> **Source passage**:
---
The wonderful and consoling truth is that just as human beings are searching for God, sometimes in strange and unusual places, God is bending down to us with infinite tenderness and compassion. The book of creation reveals God to us. If we look at the world and all of its wonders, and especially at the wonder of the human person, we come to see that these splendors are not accidents. To turn again to our friend, the holy bishop of Hippo, we hear:
“Question the beauty of the earth, question the beauty of the sea, question the beauty of the air distending and diffusing itself, question the beauty of the sky . . . question all these realities. All respond: “See, we are beautiful.” Their beauty is a profession. These beauties are subject to change. Who made them all if not the Beautiful One who is not subject to change?” (St. Augustine, Sermo 241, 2:PL 38, 1134)
---
> **Goals**:
• A. Condense the paragraph of the source passage that begins "The wonderful and consoling truth" into a shorter version that keeps its main facts.
• B. Return the lines of the records without changes, starting at the first line of the records and ending at the line that contains "0,48,259,70", including both of those lines.

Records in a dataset
---
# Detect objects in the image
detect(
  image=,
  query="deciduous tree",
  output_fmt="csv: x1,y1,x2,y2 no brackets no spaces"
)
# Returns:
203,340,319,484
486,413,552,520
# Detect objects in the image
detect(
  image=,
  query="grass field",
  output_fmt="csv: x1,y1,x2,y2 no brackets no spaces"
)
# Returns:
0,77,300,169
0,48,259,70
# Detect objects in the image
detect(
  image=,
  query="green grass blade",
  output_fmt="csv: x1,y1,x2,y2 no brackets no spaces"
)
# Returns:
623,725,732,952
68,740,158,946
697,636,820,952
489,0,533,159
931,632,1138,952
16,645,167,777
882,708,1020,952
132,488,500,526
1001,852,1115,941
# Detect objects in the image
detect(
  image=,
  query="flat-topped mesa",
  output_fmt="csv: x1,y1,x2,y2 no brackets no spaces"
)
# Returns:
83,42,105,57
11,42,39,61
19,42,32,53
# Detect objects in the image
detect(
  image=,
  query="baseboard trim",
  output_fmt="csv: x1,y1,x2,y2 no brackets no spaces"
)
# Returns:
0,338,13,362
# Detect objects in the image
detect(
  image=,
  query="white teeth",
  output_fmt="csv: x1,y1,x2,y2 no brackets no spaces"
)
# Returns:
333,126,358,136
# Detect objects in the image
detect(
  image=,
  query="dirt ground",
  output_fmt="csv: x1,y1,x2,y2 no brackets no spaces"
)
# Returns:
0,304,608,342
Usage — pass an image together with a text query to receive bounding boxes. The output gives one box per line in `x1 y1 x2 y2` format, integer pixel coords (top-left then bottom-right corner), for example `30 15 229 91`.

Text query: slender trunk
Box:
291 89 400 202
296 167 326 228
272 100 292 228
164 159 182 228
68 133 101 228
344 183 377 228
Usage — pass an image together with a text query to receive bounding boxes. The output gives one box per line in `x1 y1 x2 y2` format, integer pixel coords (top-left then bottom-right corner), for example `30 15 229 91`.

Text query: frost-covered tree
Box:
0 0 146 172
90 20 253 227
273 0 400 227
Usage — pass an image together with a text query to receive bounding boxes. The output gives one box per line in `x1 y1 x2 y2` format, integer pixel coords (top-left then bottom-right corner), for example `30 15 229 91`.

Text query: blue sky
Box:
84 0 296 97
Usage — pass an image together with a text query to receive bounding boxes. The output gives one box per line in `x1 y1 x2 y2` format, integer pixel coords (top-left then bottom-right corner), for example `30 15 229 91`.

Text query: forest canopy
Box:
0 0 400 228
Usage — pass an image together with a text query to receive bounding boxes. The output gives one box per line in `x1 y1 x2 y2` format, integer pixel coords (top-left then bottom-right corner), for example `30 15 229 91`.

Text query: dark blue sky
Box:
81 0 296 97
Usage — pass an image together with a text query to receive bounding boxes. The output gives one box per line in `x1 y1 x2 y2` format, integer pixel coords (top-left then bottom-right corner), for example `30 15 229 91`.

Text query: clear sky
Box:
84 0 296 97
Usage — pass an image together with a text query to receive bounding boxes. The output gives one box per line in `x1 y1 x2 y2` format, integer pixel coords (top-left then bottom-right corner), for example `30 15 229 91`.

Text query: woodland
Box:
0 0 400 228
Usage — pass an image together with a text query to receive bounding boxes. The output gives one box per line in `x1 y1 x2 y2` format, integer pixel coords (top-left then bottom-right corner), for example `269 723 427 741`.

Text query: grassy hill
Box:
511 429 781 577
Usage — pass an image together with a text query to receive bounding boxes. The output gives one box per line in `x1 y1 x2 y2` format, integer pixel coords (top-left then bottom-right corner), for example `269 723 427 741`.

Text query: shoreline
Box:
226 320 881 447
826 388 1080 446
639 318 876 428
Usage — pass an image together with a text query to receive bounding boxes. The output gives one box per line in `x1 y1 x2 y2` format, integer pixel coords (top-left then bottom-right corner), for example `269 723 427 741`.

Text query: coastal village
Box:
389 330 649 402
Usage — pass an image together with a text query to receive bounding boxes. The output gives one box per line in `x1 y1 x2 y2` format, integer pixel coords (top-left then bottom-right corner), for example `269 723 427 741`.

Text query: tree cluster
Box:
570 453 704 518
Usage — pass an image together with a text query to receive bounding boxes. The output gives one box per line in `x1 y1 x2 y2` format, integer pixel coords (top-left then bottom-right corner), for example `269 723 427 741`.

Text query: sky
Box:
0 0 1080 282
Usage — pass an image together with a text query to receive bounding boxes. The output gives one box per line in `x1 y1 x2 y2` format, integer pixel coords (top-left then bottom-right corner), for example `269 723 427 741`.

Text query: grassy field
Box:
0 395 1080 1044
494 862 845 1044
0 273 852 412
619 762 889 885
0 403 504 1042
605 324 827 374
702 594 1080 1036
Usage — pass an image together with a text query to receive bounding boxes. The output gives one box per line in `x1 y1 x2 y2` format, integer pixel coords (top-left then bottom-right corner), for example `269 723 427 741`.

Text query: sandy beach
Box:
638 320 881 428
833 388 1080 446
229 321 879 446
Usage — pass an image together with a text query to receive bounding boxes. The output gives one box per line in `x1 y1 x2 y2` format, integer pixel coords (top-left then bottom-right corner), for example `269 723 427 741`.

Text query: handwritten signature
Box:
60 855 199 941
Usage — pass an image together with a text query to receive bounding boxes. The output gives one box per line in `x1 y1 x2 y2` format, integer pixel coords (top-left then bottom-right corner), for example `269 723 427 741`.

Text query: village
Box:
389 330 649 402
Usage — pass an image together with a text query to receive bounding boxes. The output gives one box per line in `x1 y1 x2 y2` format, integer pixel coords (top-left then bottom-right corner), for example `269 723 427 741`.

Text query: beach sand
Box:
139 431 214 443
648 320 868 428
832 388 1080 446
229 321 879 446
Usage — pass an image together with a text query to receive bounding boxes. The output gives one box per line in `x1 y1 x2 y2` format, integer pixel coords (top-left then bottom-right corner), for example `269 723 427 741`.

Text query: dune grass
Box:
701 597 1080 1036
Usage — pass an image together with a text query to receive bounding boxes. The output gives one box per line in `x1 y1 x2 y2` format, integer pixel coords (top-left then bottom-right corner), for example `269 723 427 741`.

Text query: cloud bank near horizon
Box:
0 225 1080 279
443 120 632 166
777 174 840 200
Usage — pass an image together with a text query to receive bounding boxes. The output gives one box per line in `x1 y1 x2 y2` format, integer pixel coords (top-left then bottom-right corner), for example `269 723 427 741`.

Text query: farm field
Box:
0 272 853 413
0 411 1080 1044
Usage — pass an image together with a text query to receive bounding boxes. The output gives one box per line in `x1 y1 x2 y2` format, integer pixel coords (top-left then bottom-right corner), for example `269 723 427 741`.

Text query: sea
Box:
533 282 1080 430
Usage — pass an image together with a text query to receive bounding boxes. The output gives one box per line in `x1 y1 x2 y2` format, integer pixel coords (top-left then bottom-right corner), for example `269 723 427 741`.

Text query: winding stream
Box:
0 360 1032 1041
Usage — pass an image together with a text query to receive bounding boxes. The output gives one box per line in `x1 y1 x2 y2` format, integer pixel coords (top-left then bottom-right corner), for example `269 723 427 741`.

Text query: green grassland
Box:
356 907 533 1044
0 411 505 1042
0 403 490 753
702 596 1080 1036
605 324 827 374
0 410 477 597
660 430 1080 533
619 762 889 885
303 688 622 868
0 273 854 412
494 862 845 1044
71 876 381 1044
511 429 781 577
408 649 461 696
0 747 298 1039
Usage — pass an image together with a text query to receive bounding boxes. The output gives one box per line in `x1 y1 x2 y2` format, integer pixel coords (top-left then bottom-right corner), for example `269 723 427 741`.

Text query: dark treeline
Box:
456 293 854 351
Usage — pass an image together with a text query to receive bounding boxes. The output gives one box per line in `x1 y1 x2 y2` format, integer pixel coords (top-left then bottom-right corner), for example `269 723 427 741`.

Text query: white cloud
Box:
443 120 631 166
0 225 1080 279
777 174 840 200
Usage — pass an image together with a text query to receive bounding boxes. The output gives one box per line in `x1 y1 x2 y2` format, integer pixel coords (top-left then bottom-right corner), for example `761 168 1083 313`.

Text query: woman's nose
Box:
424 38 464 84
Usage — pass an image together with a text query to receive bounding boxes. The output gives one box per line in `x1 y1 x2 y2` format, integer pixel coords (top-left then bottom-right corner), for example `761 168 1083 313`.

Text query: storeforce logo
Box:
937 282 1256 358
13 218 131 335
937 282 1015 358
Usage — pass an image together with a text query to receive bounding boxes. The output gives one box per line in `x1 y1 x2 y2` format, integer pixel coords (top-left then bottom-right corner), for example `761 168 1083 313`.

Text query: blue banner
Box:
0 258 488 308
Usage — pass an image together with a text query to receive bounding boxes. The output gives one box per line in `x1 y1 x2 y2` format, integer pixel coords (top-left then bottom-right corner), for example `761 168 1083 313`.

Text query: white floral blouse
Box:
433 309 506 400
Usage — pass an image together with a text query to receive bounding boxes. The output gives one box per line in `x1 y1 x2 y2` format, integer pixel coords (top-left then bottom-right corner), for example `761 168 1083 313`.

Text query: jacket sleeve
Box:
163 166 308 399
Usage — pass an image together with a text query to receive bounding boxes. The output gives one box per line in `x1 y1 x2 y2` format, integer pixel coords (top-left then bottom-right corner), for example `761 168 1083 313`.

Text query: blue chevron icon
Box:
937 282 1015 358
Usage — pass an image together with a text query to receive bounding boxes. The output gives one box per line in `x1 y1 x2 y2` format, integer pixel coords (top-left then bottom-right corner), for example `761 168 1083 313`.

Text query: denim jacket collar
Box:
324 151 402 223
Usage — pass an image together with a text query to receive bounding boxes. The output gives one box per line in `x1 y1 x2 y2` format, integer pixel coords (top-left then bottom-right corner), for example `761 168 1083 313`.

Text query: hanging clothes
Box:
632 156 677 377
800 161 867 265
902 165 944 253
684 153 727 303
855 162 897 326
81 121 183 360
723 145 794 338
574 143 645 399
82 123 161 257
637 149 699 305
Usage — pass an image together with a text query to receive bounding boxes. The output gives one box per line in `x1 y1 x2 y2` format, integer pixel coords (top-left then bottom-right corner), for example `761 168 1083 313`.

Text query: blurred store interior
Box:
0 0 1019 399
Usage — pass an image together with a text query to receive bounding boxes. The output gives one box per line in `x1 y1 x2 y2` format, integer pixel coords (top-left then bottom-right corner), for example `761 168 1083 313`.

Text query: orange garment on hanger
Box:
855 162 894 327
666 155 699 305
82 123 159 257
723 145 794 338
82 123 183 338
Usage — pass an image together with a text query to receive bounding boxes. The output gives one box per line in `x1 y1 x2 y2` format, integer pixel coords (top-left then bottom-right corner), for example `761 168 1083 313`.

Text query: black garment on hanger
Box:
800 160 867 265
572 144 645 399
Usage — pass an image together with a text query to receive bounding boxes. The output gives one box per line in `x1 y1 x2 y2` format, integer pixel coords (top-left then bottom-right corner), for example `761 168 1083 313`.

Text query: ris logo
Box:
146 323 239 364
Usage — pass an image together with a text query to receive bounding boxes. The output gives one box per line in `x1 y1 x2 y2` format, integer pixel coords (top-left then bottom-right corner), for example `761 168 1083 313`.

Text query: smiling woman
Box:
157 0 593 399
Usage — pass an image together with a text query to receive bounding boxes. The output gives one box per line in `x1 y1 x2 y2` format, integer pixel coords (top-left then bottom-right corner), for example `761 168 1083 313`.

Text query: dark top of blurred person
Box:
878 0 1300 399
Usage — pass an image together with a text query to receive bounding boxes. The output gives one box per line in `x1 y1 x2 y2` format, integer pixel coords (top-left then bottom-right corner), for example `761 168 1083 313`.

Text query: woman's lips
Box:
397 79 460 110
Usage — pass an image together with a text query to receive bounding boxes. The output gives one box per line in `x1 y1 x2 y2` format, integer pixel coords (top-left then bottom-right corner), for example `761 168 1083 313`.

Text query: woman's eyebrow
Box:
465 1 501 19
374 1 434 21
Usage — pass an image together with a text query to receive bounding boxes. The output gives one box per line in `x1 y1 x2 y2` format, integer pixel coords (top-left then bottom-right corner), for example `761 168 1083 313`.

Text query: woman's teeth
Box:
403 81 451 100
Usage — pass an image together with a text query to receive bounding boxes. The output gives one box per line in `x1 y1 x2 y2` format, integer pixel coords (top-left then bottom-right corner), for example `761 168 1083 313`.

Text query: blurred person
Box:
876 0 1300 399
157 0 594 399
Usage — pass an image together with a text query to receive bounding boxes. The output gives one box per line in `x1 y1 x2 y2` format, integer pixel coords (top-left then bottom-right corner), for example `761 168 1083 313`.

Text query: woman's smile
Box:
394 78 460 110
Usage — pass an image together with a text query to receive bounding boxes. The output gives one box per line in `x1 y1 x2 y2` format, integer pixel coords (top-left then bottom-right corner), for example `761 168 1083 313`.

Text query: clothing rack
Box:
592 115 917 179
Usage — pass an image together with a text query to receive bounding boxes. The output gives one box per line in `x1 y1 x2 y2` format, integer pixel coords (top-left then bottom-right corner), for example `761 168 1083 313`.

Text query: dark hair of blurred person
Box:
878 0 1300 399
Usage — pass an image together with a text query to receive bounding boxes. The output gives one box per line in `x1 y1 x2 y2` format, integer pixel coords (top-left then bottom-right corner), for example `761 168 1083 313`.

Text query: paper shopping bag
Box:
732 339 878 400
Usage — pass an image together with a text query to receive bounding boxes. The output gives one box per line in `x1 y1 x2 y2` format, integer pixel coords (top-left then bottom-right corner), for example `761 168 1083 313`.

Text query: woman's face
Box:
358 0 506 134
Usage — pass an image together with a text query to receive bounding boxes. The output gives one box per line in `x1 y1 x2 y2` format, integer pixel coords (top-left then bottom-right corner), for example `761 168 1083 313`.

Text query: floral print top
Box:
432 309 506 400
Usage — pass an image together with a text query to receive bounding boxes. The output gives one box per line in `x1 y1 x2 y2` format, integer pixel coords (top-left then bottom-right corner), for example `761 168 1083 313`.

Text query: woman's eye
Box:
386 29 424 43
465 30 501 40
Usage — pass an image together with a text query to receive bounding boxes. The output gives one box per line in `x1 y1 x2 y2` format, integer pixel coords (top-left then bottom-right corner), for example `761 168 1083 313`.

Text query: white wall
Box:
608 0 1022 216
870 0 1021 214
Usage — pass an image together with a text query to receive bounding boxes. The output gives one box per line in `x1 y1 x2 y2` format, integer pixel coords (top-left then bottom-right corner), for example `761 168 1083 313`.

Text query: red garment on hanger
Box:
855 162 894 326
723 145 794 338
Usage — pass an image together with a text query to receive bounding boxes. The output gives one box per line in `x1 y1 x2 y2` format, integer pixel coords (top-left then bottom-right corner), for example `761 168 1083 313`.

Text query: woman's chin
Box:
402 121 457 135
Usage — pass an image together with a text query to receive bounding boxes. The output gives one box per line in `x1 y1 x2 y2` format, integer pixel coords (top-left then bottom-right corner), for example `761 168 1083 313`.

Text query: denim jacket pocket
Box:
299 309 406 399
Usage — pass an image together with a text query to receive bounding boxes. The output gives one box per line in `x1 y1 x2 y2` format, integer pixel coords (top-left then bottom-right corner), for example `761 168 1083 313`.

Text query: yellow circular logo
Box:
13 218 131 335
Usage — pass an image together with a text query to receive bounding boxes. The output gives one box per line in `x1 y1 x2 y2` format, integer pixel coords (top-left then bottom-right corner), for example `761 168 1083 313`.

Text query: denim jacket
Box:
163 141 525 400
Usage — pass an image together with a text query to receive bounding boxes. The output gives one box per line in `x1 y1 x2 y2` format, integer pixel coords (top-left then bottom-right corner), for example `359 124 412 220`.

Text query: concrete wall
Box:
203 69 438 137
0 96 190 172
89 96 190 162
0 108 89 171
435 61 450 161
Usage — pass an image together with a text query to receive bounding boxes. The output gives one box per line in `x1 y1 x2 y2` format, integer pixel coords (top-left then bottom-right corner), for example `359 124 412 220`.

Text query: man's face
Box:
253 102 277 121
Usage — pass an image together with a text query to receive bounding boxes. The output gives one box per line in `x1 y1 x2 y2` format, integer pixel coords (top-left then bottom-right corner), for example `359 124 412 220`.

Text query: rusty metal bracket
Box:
---
> **Solutions**:
• A. While people search for God, sometimes in strange and unusual places, God bends down to them with infinite tenderness and compassion. Creation reveals God: its wonders, above all the human person, show that these splendors are not accidents. The paragraph then turns again to the holy bishop of Hippo.

• B.
# Detect objects in the image
detect(
  image=,
  query="deciduous tree",
  output_fmt="csv: x1,y1,x2,y2 no brackets no spaces"
)
# Returns:
203,340,319,484
486,413,552,520
# Detect objects in the image
detect(
  image=,
  query="grass field",
  output_fmt="csv: x1,y1,x2,y2 no brackets no spaces"
)
# Returns:
0,77,300,169
0,48,259,70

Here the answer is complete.